TASKS TO CARRY OUT:
(1) Retype the part of the essay on tabletop roleplaying games that opens with the words containing "Ultimately, if real-world" and closes with "of his life.".
(2) Using the essay on tabletop roleplaying games, answer each item on its own line:
(a) What outcome does the essay call the most dreaded in roleplaying games?
(b) What two things does it name as felling the player characters?
(c) What does it say a game master might decide would be beneficial after such a loss?
(3) Continue the essay on tabletop roleplaying games from where it stops.

They didn't even ask me any questions.

Last week I gave some thoughts on how players and game masters might deal with the mortality of characters in a tabletop roleplaying game. The deaths of fictional characters can hit us hard, especially if we’ve been the ones to drive them towards their goals and establish their hopes for the future. I’ve found it can be even more gut-wrenching than having to write a character death in a novel, as death in TTRPGs is dictated by dice and a series of choices; unplanned. The shock of such a loss might even bring up real-life tragedy in a player, and, as such, a player group should always be supportive and empathetic to their fellows, even if such things don’t affect you the same way.

In roleplaying games, the most dreaded (or highly anticipated, depending on malice levels) such outcome is the total party kill. Your players have journeyed through their imaginations together for weeks, months, or even years, and some great challenge, whether set before them by the game master or foolishly sought out, has proven too great a match. One by one, or even all at once in a fiery explosion, the player characters are snuffed out, falling to crimson lightsabers or a hail of droid blasterfire.

That’s it. The story is done, and without a chance of catharsis. Game over.

Different player groups have different reactions to such an occurrence. For some, it’s something that can be brushed off. “Oh well. We tried, right, guys?” For others, it can prove devastating, especially if the TPK took place during what was meant to be the climactic culmination of an otherwise rich and rewarding campaign. Still other groups can devolve into blaming back and forth about where a fatal misstep might have compromised an entire battle plan or exit strategy.

Regardless of reactions, communication is, as usual, key. Does the group collectively want to make new characters and try to avenge their past party in the same storyline? Or maybe everyone would prefer to start fresh; new characters, new campaign, and even an entirely new system (Star Wars has some great ones to choose from).

Ultimately, if real-world bonds are strong, players will still wish to continue telling stories together across the galaxy. But a game master may take the opportunity to decide if a brief hiatus would be beneficial to help everyone come to terms with the past and grow excited for what comes next.

What about when the consequences of a shared story thread don’t involve death, though? Perhaps the Hutt crime boss whom your crew double-crossed last month doesn’t want you dead, merely trapped in his employ. That slimy Moff you opposed in the senate? He’ll be looking for ways to apply pressure in your personal life that will persuade you to vote in his favor, next time. Maybe your former brother-in-arms doesn’t want to assassinate you for making the choice to leave him behind. He’ll be content to snuff out that village you pulled back to defend, seemingly at the cost of his life.

DATASET EXCERPT:
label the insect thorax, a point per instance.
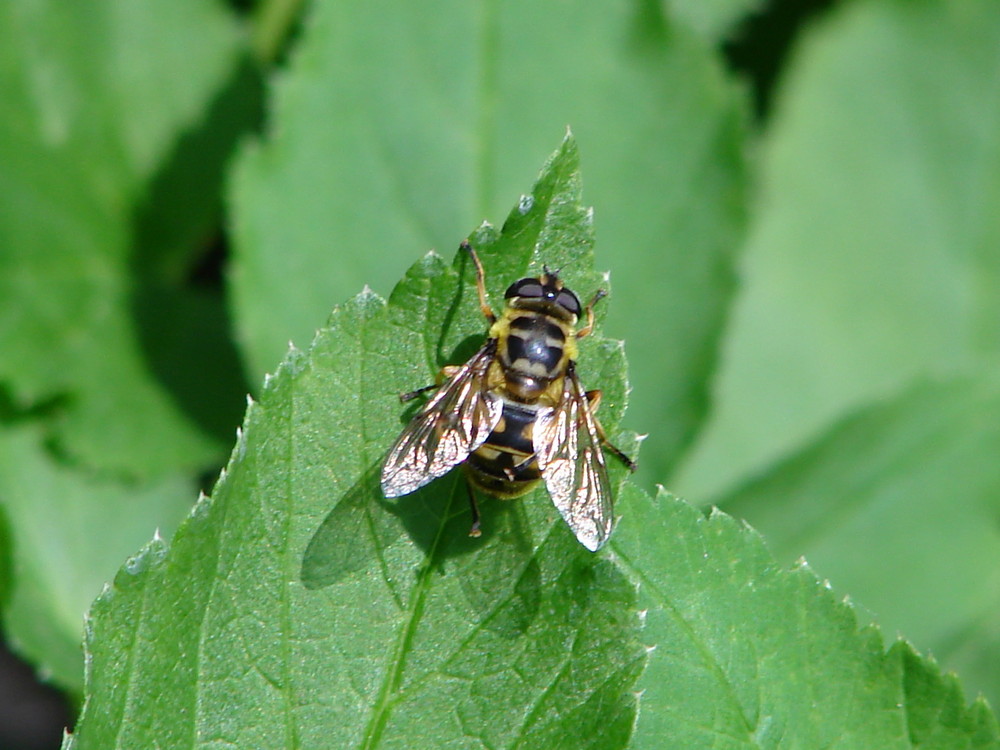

EXERCISE RESULTS:
(1)
Ultimately, if real-world bonds are strong, players will still wish to continue telling stories together across the galaxy. But a game master may take the opportunity to decide if a brief hiatus would be beneficial to help everyone come to terms with the past and grow excited for what comes next.

What about when the consequences of a shared story thread don’t involve death, though? Perhaps the Hutt crime boss whom your crew double-crossed last month doesn’t want you dead, merely trapped in his employ. That slimy Moff you opposed in the senate? He’ll be looking for ways to apply pressure in your personal life that will persuade you to vote in his favor, next time. Maybe your former brother-in-arms doesn’t want to assassinate you for making the choice to leave him behind. He’ll be content to snuff out that village you pulled back to defend, seemingly at the cost of his life.

(2)
(a) The total party kill.
(b) Crimson lightsabers or a hail of droid blasterfire.
(c) A brief hiatus.

(3)
There are numerous ways for past choices to return and haunt player characters, not all of them involving a sentient antagonist. Dared to flee with a caravan into the treacherous Deep Core? You risk losing your civilian vessels to supernova currents and nebulae.

Consequences needn’t even always strike at the player character themselves. Often it can even prove more impactful for the negative ramifications to fall on another character’s head, even that of another player. Will the group rally to right past wrongs?

Last time I told you all the story of Ayontha. Now I’d like to focus on Mylyri.

As you may recall, as the party of this campaign was extracting their Sith Pureblood companion from the precursor One Sith on the world of Dromund Kaas, Mylyri had briefly dueled with Darth Wyyrlok. The two had engaged in tense lightsaber combat atop a walkway, with the Cathar Jedi-in-training slipping through the Chagrian Sith’s defenses to score a disfiguring (and delightfully canon) blow that toppled Wyyrlok to the floor far beneath.

While the Sith was dazed, Mylyri fled with her friends and continued to battle on behalf of the Rebel Alliance in the Galactic Civil War.

Months passed, and a budding romance Mylyri had struck up with a former stormtrooper named Braxis (that’s a whole other story) bloomed into a no-frills wedding.

The various wedding gifts provided by the rest of the squad would take too long to explain, but trust me, they were hilarious.

Anyway, the war drags on, Ayontha and other allies are lost to the fight, and the campaign neared its final chapter as the squad reluctantly departed their home base to assist their squadmate Rien (the anomaly you may recall the Force departing from out of pity) in rescuing his Bothan “brother” from the vile Inquisitor puppeteering his life.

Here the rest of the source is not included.